(begin)

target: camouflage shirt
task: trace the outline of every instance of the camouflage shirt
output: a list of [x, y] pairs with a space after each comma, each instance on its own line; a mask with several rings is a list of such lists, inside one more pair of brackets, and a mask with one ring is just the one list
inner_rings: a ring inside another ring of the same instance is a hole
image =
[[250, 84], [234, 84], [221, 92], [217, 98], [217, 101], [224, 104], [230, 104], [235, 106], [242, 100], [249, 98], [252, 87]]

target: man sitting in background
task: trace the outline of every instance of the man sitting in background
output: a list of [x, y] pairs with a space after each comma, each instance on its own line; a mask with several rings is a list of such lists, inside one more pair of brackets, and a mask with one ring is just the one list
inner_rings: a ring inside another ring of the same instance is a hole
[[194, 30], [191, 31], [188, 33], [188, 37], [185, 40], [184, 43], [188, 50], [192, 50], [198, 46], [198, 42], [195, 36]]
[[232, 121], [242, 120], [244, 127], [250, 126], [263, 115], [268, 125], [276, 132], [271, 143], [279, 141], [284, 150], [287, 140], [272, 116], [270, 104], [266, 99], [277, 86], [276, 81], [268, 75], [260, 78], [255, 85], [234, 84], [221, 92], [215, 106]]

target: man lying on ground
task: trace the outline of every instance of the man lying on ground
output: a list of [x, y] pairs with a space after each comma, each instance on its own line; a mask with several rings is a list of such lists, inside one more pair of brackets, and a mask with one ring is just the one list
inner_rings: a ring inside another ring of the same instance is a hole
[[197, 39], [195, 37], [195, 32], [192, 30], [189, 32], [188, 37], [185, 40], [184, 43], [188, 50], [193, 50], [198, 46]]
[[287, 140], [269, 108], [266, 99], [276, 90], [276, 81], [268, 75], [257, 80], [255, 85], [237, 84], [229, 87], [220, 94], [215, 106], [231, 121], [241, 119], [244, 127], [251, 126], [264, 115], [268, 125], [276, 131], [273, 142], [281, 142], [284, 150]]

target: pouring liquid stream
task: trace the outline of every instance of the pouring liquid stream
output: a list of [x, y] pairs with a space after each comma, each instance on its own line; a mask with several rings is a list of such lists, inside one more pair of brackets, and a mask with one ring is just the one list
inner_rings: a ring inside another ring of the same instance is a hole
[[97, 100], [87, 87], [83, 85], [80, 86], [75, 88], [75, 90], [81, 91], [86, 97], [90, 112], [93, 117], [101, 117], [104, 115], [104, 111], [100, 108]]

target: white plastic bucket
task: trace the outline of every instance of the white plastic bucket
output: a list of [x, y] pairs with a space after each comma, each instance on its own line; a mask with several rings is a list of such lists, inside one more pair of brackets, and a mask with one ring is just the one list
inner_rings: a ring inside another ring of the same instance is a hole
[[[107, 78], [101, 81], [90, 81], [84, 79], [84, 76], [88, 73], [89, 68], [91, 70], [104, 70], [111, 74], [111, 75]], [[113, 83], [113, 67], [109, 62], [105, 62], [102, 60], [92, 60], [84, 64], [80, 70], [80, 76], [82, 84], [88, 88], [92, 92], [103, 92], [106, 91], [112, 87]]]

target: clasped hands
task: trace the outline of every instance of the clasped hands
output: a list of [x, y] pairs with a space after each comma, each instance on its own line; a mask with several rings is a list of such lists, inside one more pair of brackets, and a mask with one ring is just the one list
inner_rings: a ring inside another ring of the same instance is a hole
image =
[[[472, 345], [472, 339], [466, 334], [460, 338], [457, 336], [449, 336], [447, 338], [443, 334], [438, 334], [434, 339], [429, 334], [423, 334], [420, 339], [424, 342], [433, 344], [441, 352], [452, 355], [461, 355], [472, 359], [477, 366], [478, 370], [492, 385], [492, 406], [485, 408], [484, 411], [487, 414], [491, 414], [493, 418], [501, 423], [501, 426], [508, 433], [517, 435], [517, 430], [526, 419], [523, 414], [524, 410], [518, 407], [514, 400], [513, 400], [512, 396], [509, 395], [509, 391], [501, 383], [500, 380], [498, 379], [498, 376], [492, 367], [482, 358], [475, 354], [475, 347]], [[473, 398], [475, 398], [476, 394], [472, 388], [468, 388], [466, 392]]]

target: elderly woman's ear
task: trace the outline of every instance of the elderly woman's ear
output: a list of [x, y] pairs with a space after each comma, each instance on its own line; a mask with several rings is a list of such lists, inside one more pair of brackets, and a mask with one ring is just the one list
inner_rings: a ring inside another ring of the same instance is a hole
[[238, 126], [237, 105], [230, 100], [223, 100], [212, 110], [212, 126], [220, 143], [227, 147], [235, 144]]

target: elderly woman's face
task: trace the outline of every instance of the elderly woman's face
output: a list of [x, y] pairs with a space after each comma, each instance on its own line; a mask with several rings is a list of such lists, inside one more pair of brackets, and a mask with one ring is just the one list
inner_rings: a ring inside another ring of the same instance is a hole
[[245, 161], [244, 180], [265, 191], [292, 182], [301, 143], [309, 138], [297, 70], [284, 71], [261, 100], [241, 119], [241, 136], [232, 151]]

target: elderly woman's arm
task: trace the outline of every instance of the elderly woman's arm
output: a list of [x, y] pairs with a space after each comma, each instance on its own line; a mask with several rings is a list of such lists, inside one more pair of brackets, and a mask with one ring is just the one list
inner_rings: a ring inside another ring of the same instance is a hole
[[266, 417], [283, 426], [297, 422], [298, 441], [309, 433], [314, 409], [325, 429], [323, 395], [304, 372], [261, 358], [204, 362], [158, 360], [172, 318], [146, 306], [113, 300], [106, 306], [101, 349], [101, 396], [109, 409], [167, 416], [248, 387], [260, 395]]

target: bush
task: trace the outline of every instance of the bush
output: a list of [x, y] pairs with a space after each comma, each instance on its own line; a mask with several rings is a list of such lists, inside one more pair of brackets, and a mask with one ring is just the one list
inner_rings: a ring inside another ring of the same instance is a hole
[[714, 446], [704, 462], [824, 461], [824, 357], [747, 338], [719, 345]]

(end)

**Instructions for the task:**
Rewrite every line from the line with "target: clasped hands" up to and including the line with "147], [235, 144]]", requests included, multiplying each coordinate in the answers by 1.2 and rounding to the nearest whole number, with halves rounded up.

**Result of this task:**
target: clasped hands
task: trace the outline of every instance of the clasped hands
output: a list of [x, y] pairs with a space after each comma, each instance on its own line; a mask with several rings is a list of such lists, inside one more pair of brackets, and a mask with one ring is just the one list
inner_rings: a ring inside another ring of the same instance is a hole
image =
[[[566, 414], [566, 407], [559, 401], [552, 406], [548, 403], [539, 403], [536, 406], [532, 401], [526, 401], [521, 407], [515, 401], [508, 401], [504, 407], [509, 410], [520, 413], [529, 422], [542, 426], [553, 426], [566, 431], [572, 439], [574, 444], [590, 462], [590, 487], [582, 490], [581, 493], [584, 497], [589, 497], [592, 502], [601, 508], [601, 511], [610, 520], [620, 522], [620, 516], [631, 503], [628, 497], [629, 492], [622, 488], [617, 480], [616, 480], [614, 475], [611, 474], [611, 469], [601, 460], [600, 456], [598, 455], [598, 451], [590, 440], [578, 430], [570, 425], [570, 416]], [[568, 478], [570, 478], [571, 473], [566, 466], [562, 466], [559, 470]]]

target: elderly woman's ear
task: trace the outline of every instance of the elderly woman's ear
output: a list of [x, y] pairs with a space after each comma, each instance on its own line; a mask with several rings is a list of such lists, inside one more pair of brackets, and a mask with one ring is just the one list
inner_rings: a ring inside another ring of the same instance is a hole
[[286, 151], [284, 126], [276, 120], [268, 120], [254, 132], [254, 151], [264, 172], [272, 176], [282, 173]]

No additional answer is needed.